Reproduce the stretch of the records from the line containing "Tag the green lawn, one" through the line containing "<point>942,545</point>", keeping every line unchanged.

* Begin *

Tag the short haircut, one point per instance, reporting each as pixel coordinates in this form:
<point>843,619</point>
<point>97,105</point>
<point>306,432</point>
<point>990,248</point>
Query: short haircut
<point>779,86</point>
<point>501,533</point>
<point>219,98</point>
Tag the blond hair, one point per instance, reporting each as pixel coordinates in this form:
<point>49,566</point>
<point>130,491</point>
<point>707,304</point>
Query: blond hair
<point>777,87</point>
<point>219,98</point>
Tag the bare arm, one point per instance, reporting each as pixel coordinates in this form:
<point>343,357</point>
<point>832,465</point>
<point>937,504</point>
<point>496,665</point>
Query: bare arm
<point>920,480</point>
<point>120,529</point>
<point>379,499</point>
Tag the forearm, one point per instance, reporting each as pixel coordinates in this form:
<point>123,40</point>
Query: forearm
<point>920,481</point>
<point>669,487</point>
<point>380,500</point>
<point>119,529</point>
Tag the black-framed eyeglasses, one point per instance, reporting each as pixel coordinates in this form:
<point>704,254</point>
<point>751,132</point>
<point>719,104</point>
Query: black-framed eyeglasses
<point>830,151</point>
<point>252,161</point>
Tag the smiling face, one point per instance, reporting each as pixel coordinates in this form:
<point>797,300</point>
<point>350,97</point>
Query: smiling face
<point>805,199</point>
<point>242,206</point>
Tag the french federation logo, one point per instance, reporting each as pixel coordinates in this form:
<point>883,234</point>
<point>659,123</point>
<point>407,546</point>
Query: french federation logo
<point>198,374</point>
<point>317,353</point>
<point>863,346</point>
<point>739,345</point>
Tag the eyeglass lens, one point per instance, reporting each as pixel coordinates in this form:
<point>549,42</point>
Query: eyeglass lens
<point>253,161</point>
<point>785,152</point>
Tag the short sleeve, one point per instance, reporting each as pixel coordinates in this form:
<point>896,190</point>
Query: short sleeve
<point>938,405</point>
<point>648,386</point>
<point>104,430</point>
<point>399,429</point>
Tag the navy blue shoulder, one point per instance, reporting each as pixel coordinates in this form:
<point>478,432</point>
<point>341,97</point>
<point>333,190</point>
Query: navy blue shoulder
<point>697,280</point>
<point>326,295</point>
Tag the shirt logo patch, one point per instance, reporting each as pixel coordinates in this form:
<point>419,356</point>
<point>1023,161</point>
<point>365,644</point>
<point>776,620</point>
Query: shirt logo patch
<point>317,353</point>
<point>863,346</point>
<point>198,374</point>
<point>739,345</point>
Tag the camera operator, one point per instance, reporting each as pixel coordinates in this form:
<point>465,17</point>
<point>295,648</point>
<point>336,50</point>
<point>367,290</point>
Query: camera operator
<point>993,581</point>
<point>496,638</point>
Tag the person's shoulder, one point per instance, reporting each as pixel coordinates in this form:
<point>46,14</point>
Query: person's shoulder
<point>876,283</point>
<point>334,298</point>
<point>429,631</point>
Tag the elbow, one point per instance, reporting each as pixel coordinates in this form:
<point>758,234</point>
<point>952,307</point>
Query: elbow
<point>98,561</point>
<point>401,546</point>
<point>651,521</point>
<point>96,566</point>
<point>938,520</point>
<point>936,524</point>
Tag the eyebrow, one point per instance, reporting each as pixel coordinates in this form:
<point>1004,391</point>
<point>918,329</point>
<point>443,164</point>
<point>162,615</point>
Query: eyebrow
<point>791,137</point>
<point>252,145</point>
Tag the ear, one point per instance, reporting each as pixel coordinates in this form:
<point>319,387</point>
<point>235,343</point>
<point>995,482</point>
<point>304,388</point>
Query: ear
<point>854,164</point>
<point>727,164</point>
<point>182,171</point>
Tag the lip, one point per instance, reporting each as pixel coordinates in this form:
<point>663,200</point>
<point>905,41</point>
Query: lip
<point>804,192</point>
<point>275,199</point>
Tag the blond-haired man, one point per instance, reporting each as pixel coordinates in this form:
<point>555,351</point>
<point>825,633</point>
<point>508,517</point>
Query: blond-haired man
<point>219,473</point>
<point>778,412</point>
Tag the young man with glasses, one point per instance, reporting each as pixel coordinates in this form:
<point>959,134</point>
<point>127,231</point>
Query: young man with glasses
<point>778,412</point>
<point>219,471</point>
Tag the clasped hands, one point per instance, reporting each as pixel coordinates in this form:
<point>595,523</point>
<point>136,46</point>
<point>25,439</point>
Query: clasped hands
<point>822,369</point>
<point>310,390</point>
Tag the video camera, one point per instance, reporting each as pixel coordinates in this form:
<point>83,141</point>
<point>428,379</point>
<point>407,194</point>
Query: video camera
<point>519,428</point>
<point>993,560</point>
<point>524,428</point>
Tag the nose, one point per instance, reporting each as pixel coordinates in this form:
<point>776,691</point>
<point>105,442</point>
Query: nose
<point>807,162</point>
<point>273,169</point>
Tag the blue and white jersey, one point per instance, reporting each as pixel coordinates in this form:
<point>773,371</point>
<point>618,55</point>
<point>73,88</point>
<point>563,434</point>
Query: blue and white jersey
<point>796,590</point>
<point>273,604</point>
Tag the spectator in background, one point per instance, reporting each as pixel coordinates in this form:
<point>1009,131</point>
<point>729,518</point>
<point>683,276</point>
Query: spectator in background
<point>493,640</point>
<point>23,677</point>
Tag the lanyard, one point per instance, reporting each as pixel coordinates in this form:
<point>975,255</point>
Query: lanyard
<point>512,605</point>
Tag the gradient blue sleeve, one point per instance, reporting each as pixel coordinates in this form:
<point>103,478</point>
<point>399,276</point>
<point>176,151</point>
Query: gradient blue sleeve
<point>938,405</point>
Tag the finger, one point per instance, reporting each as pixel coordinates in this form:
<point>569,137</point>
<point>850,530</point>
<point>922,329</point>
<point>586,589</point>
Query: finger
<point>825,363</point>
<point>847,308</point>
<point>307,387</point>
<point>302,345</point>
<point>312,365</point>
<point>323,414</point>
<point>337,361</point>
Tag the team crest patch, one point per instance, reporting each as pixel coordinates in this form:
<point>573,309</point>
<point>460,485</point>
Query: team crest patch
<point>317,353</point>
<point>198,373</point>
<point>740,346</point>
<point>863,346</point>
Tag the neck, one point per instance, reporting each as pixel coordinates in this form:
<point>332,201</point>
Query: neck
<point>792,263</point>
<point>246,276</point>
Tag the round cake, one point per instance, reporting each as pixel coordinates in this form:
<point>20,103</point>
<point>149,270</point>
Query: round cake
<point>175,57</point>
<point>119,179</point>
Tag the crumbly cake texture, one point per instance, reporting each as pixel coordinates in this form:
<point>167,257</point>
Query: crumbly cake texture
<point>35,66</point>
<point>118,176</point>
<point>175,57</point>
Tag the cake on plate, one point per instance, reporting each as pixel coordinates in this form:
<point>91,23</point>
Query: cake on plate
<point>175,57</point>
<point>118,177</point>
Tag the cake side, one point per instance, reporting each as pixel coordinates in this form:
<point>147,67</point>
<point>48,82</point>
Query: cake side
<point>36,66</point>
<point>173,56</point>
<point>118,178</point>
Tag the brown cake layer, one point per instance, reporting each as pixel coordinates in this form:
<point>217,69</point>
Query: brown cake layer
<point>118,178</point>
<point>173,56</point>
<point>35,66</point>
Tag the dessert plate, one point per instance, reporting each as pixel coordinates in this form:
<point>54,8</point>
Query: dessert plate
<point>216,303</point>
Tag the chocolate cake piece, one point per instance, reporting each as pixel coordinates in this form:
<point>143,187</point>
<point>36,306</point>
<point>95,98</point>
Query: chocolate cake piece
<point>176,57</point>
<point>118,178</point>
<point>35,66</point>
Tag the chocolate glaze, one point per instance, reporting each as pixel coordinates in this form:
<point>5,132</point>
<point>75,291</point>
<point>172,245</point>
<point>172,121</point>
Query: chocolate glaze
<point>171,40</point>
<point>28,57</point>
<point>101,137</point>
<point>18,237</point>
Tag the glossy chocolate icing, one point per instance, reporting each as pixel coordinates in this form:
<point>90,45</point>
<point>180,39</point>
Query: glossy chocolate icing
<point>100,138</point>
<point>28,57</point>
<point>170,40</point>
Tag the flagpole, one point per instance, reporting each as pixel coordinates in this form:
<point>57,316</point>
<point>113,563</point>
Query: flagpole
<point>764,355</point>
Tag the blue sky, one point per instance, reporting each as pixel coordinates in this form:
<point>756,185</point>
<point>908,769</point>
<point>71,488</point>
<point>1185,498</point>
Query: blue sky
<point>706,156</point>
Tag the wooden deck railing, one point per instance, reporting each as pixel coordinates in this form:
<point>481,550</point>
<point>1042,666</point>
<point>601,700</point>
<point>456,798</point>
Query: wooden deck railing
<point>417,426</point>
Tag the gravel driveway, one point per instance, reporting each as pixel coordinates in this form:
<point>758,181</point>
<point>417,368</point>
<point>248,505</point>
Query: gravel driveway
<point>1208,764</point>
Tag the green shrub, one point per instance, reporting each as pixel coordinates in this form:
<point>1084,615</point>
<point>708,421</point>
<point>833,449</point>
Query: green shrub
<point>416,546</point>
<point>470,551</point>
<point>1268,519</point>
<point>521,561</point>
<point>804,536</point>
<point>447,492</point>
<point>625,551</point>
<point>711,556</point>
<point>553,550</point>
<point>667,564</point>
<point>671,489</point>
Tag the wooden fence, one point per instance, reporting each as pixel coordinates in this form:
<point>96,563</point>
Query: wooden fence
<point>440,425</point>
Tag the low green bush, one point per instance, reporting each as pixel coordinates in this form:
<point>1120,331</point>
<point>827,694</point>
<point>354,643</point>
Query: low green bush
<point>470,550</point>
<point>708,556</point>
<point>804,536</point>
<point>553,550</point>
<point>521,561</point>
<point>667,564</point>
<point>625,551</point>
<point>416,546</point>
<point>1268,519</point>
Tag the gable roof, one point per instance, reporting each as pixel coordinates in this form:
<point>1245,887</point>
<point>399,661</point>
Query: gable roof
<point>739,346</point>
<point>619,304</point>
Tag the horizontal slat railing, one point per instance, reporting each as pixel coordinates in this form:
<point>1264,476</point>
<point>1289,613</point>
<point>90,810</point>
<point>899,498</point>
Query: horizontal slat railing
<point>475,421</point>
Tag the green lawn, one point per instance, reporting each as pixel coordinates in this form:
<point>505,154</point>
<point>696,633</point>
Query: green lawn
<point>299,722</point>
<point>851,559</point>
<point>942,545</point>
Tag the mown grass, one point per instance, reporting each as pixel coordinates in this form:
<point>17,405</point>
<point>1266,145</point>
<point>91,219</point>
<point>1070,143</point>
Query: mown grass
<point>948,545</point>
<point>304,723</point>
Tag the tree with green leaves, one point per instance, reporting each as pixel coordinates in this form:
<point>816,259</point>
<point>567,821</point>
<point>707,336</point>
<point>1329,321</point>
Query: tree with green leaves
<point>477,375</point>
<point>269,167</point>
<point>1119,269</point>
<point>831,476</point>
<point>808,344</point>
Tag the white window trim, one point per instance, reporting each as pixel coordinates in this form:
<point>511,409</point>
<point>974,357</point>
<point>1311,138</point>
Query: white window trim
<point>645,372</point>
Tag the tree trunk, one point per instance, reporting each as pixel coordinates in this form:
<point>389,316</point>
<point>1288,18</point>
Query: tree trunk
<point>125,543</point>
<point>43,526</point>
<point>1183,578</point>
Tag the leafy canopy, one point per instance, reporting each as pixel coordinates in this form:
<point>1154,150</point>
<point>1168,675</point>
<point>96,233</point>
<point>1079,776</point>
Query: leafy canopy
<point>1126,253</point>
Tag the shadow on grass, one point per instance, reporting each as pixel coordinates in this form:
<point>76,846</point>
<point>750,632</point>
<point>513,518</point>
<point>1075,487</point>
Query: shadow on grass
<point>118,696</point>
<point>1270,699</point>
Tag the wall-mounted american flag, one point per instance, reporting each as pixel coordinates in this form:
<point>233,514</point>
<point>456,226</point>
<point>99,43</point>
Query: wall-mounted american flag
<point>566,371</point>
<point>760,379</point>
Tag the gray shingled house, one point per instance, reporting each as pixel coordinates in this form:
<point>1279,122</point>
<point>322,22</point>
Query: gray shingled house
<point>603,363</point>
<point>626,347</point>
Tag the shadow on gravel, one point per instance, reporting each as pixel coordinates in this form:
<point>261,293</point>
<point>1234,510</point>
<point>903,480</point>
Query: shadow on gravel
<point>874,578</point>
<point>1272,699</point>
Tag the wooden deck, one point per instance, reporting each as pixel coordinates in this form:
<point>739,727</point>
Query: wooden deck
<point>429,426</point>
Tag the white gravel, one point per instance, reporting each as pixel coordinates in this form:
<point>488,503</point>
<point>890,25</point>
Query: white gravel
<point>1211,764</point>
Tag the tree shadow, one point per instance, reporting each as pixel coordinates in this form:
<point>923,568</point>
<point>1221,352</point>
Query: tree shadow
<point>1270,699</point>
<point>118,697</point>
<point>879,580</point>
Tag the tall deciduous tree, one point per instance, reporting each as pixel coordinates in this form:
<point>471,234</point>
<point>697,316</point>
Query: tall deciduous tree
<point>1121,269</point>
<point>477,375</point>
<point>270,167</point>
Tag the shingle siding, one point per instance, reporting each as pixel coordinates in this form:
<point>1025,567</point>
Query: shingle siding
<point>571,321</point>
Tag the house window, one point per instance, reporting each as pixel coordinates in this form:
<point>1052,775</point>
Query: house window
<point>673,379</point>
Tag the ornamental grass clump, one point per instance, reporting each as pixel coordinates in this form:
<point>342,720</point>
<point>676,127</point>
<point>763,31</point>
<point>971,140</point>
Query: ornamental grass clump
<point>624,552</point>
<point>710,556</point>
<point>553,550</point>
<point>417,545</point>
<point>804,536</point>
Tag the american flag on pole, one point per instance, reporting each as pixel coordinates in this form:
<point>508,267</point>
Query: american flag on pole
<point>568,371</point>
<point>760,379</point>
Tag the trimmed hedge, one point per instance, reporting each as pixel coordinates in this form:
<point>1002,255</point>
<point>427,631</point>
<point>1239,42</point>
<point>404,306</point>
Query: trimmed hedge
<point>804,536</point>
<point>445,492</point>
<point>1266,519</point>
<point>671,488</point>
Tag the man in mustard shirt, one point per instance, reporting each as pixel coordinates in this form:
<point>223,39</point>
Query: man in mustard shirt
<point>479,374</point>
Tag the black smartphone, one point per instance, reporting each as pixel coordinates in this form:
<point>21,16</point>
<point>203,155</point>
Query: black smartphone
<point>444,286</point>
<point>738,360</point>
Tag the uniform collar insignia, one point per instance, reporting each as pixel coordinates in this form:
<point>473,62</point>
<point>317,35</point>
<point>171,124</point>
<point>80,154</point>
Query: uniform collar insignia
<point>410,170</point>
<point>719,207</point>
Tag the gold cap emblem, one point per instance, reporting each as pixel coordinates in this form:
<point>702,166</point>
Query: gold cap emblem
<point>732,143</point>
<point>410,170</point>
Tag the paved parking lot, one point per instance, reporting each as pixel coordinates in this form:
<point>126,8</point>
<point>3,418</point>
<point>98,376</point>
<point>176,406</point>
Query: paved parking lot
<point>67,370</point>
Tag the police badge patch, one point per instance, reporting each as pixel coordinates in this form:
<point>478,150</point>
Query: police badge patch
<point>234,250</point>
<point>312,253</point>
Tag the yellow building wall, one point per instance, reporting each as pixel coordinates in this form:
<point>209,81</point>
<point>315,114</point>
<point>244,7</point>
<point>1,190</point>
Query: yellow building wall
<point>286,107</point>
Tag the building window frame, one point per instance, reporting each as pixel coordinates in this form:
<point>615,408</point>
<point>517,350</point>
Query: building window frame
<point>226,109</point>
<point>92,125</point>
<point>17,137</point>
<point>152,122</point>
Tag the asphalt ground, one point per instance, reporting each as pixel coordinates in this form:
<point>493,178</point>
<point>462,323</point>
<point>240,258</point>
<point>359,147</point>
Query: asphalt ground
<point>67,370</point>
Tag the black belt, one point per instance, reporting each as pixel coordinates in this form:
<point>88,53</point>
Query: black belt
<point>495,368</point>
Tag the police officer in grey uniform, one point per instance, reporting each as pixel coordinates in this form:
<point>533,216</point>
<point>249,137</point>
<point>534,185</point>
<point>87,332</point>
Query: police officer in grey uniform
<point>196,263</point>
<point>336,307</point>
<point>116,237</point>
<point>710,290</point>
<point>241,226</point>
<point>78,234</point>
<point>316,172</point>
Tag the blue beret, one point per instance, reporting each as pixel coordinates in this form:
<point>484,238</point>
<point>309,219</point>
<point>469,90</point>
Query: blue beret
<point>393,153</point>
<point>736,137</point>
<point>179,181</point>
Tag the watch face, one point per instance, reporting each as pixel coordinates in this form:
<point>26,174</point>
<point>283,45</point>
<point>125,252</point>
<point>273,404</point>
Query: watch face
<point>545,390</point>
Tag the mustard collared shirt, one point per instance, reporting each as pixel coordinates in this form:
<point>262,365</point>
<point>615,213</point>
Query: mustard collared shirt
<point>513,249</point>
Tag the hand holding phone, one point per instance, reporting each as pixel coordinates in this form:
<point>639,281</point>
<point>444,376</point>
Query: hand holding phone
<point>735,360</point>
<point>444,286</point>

* End *

- SOLUTION:
Tag the green lawn, one point per instance, reporting each as pixel coordinates in this form:
<point>505,154</point>
<point>696,633</point>
Query: green lawn
<point>299,722</point>
<point>851,559</point>
<point>942,545</point>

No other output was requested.